* **Page text**:
* begin *

Visualizing clusters in Python

I am wanting to see the results of clustering methods such as K-Means; this is my playground.

Initial examples are taken from K Means Clustering in Python


In [ ]:
import matplotlib.pyplot as plt
from sklearn import datasets
from sklearn.cluster import KMeans
import sklearn.metrics as sm

import pandas as pd
import numpy as np

# Only needed if you want to display your plots inline if using Notebook
# change inline to auto if you have Spyder installed
%matplotlib inline

Using Iris Dataset


In [ ]:
# import some data to play with
iris = datasets.load_iris()
# look at individual aspects by uncommenting the below
#iris.data
#iris.feature_names
#iris.target
#iris.target_names

Original author converted the data to Pandas Dataframes. Note that we have separated out the inputs (x) and the outputs/labels (y).


In [ ]:
# Store the inputs as a Pandas Dataframe and set the column names
x = pd.DataFrame(iris.data)
x.columns = ['Sepal_Length','Sepal_Width','Petal_Length','Petal_Width']

y = pd.DataFrame(iris.target)
y.columns = ['Targets']

Visualise the data

It is always important to have a look at the data. We will do this by plotting two scatter plots. One looking at the Sepal values and another looking at Petal. We will also set it to use some colours so it is clearer.


In [ ]:
# Set the size of the plot
plt.figure(figsize=(14,7))

# Create a colormap
colormap = np.array(['red', 'lime', 'black'])

# Plot Sepal
plt.subplot(1, 2, 1)
plt.scatter(x.Sepal_Length, x.Sepal_Width, c=colormap[y.Targets], s=40)
plt.title('Sepal')

plt.subplot(1, 2, 2)
plt.scatter(x.Petal_Length, x.Petal_Width, c=colormap[y.Targets], s=40)
plt.title('Petal');

Build the K Means Model - non-Spark example

This is the easy part, providing you have the data in the correct format (which we do). Here we only need two lines. First we create the model and specify the number of clusters the model should find (n_clusters=3) next we fit the model to the data.


In [ ]:
# K Means Cluster
model = KMeans(n_clusters=3)
model.fit(x)
1
2
3
# K Means Cluster
model = KMeans(n_clusters=3)
model.fit(x)

# This is what KMeans thought
model.labels_

Visualise the classifier results

Let's plot the actual classes against the predicted classes from the K Means model.

Here we are plotting the Petal Length and Width, however each plot changes the colors of the points using either c=colormap[y.Targets] for the original class and c=colormap[model.labels_] for the predicted classess.


In [ ]:
# View the results
# Set the size of the plot
plt.figure(figsize=(14,7))

# Create a colormap
colormap = np.array(['red', 'lime', 'black'])

# Plot the Original Classifications
plt.subplot(1, 2, 1)
plt.scatter(x.Petal_Length, x.Petal_Width, c=colormap[y.Targets], s=40)
plt.title('Real Classification')

# Plot the Models Classifications
plt.subplot(1, 2, 2)
plt.scatter(x.Petal_Length, x.Petal_Width, c=colormap[model.labels_], s=40)

* end *

* **Required task 1**: From the clustering notebook, extract the passage starting with "Original author converted" and going on through "it is clearer.".
* **Required task 2**: In the clustering notebook, list every column name assigned to the inputs DataFrame x.

* **Stored records**:
* begin *

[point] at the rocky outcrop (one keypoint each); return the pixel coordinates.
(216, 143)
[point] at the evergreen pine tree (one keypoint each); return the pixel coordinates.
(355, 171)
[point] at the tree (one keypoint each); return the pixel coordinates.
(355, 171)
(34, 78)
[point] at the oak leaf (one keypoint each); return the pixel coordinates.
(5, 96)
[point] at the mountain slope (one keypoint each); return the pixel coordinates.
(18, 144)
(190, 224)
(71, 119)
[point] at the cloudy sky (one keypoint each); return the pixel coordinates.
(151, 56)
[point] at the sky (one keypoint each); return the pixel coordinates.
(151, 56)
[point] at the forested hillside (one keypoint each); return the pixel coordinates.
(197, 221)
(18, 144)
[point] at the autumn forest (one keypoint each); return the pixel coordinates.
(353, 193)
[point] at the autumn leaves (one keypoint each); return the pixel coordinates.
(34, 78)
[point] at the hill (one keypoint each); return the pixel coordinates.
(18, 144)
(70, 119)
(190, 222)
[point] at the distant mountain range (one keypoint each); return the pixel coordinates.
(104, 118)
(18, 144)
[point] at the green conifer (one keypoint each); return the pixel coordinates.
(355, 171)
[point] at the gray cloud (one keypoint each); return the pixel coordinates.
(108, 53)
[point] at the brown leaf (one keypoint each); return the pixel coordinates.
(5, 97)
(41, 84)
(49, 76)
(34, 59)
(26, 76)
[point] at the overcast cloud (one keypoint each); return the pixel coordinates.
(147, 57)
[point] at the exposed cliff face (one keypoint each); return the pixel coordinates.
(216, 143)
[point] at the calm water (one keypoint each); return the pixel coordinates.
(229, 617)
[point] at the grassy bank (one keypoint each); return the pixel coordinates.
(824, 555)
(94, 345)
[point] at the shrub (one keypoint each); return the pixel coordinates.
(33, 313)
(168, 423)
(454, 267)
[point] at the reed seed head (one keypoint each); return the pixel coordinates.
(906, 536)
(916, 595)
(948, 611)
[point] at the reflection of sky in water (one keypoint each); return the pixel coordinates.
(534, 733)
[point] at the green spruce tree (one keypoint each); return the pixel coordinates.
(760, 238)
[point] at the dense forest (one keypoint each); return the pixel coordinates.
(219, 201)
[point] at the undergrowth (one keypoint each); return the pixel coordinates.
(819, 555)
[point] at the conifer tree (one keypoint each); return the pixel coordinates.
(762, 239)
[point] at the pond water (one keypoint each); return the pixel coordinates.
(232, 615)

* end *

* **Correct response 1**:
Original author converted the data to Pandas Dataframes. Note that we have separated out the inputs (x) and the outputs/labels (y).


In [ ]:
# Store the inputs as a Pandas Dataframe and set the column names
x = pd.DataFrame(iris.data)
x.columns = ['Sepal_Length','Sepal_Width','Petal_Length','Petal_Width']

y = pd.DataFrame(iris.target)
y.columns = ['Targets']

Visualise the data

It is always important to have a look at the data. We will do this by plotting two scatter plots. One looking at the Sepal values and another looking at Petal. We will also set it to use some colours so it is clearer.

* **Correct response 2**:
Sepal_Length
Sepal_Width
Petal_Length
Petal_Width